:: YOUR OBJECTIVE ::
Format every line of the listing below as a JSON list of strings, one string per line, leaving out blank lines and the pictures.

:: ROWS ::
[START]
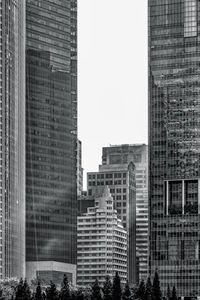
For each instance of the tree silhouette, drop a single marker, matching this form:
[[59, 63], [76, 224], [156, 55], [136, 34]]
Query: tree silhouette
[[157, 294], [126, 293], [174, 297], [96, 291], [51, 292], [168, 292], [148, 289], [65, 290], [116, 289], [140, 292], [19, 290], [107, 289], [38, 294]]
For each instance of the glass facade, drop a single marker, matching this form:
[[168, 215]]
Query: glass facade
[[174, 143], [51, 130], [122, 184], [12, 139], [138, 154]]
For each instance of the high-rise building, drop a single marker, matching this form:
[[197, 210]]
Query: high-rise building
[[51, 136], [79, 168], [102, 243], [174, 143], [12, 139], [121, 181], [138, 154]]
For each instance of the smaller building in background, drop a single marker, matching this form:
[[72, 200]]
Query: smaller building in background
[[122, 184], [101, 243], [85, 201]]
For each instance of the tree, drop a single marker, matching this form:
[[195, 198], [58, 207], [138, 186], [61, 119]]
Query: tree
[[26, 291], [168, 293], [80, 295], [96, 291], [140, 293], [38, 294], [107, 289], [51, 292], [174, 297], [148, 289], [116, 289], [19, 290], [157, 294], [65, 291], [126, 292]]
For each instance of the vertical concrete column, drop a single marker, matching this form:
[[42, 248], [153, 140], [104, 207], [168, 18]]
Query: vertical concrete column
[[198, 196], [167, 197], [183, 196]]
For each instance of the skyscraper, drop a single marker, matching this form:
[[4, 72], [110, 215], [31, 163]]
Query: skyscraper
[[174, 143], [12, 139], [102, 242], [121, 181], [138, 154], [51, 135]]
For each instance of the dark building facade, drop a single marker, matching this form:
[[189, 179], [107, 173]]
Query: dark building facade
[[12, 139], [51, 131], [138, 154], [174, 143], [121, 181]]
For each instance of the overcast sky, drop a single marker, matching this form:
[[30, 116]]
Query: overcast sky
[[112, 75]]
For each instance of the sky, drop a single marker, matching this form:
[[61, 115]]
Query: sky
[[112, 76]]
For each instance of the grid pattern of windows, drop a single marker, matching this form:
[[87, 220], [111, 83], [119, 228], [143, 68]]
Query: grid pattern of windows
[[137, 153], [102, 243], [51, 125], [190, 18], [12, 139], [123, 189], [174, 142]]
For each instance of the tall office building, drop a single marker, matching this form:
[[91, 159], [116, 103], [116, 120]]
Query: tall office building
[[121, 181], [102, 242], [12, 139], [174, 141], [138, 154], [79, 168], [51, 137]]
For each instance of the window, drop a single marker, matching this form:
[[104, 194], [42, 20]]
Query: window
[[190, 18]]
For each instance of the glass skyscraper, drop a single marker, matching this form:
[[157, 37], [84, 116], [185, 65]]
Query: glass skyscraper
[[138, 155], [51, 132], [12, 139], [174, 141]]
[END]
:: FINISHED EXERCISE ::
[
  "For each instance of the tree silhouette, drop a single marker, matching this form:",
  "[[59, 63], [76, 224], [156, 55], [136, 34]]",
  "Query: tree silhouette",
  "[[157, 294], [126, 293], [174, 297], [96, 291], [51, 292], [168, 292], [148, 289], [65, 290], [116, 289], [140, 292], [19, 290], [107, 289], [38, 294]]",
  "For each instance of the glass facade, drop a single marker, matching this form:",
  "[[168, 215]]",
  "Query: glass facade",
  "[[174, 143], [51, 130], [122, 184], [12, 139], [138, 154]]",
  "For each instance of the high-rise building, drop a single marker, matching this form:",
  "[[197, 210]]",
  "Query: high-rise building",
  "[[51, 136], [79, 168], [102, 243], [174, 143], [12, 139], [121, 181], [138, 154]]",
  "For each instance of the smaller building in background, drop a single marker, matching this form:",
  "[[72, 200]]",
  "Query: smaller building in background",
  "[[122, 184], [101, 243], [85, 201]]",
  "For each instance of the tree, drop a single marker, matching this form:",
  "[[195, 198], [58, 207], [138, 186], [61, 119]]",
  "Query: tree",
  "[[26, 291], [168, 293], [80, 295], [96, 291], [140, 293], [38, 294], [107, 289], [51, 292], [174, 297], [148, 289], [116, 289], [19, 290], [157, 294], [65, 291], [126, 292]]",
  "For each instance of the vertical concrete column, drop a single marker, matching this form:",
  "[[42, 248], [153, 140], [104, 207], [168, 18]]",
  "Query: vertical concrete column",
  "[[198, 196], [167, 197], [183, 196]]",
  "For each instance of the skyscraper, drop a single marker, matching this form:",
  "[[4, 72], [110, 215], [31, 163]]",
  "Query: skyscraper",
  "[[174, 143], [12, 139], [102, 242], [121, 181], [138, 154], [51, 135]]",
  "For each instance of the dark building facade, drop a single marker, matching this form:",
  "[[189, 179], [107, 173]]",
  "Query: dark building facade",
  "[[12, 139], [51, 131], [138, 154], [174, 143], [121, 181]]",
  "For each instance of the overcast sky, drop a single marker, matching this form:",
  "[[30, 116]]",
  "Query: overcast sky",
  "[[112, 75]]",
  "For each instance of the sky, drop a single marker, matching this form:",
  "[[61, 115]]",
  "Query: sky",
  "[[112, 76]]",
  "For each instance of the grid pattern of windows, drop a single marker, matching this form:",
  "[[87, 220], [111, 83], [119, 228], [143, 68]]",
  "Query: grid pattern of windows",
  "[[137, 153], [102, 243], [51, 125], [190, 18], [12, 139], [123, 189], [174, 142]]",
  "For each instance of the tall office building, drop a single marker, matching this form:",
  "[[91, 159], [116, 103], [116, 120]]",
  "Query: tall office building",
  "[[121, 181], [102, 242], [12, 139], [174, 141], [138, 154], [79, 168], [51, 137]]",
  "For each instance of the window, drop a single marker, matching this form:",
  "[[104, 194], [42, 20]]",
  "Query: window",
  "[[190, 18]]",
  "For each instance of the glass skyscraper, drop a single marker, matching this form:",
  "[[157, 37], [84, 116], [185, 65]]",
  "Query: glass skyscraper",
  "[[138, 155], [51, 132], [12, 139], [174, 141]]"
]